Material supplied:
------
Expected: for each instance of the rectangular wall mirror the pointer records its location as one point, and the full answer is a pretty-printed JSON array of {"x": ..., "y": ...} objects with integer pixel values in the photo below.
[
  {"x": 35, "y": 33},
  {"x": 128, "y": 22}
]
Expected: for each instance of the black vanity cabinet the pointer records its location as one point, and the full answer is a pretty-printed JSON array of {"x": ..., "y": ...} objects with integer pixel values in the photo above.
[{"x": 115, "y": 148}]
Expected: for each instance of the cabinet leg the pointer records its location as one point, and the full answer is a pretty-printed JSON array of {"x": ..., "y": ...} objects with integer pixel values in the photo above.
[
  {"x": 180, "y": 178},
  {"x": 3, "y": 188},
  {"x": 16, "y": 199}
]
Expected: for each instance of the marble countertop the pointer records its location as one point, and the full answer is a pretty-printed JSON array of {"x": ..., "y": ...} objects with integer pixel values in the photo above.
------
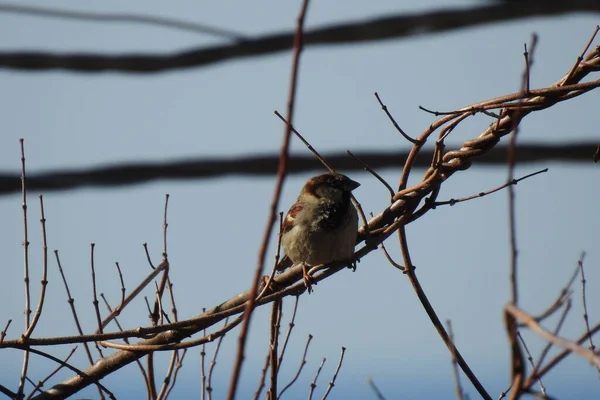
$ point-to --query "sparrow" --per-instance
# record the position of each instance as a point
------
What to work on:
From the records above, repeat exactly the lines from the one with "Expected: for each instance of the rectangular" through the one with "Expected: for each instance of the marble", both included.

Answer to this task:
Expected: for each instance of the rectangular wall mirror the pointer records its location as one point, and the full answer is a pretty-printed JSON array of {"x": ..., "y": ...} objects with integer pixel values in the photo below.
[
  {"x": 35, "y": 33},
  {"x": 128, "y": 22}
]
Expected: for each instance of the black vanity cabinet the pointer records its location as one point, and the full answer is a pretty-printed JSON array of {"x": ..., "y": ...} objects with integer pixel values in the photo above.
[{"x": 115, "y": 148}]
Expected: for each instance of the cabinet leg the pointer records its location as one point, and the full answer is a pretty-printed JSON array of {"x": ..., "y": ...} objects with integer pixel values in the photo above.
[
  {"x": 180, "y": 178},
  {"x": 3, "y": 188},
  {"x": 16, "y": 199}
]
Expected: for each instance of the marble countertop the pointer records its location as one point, and the full answer is a pretty-printed JSON array of {"x": ..., "y": ...} objects with integer pixel values in the photo above.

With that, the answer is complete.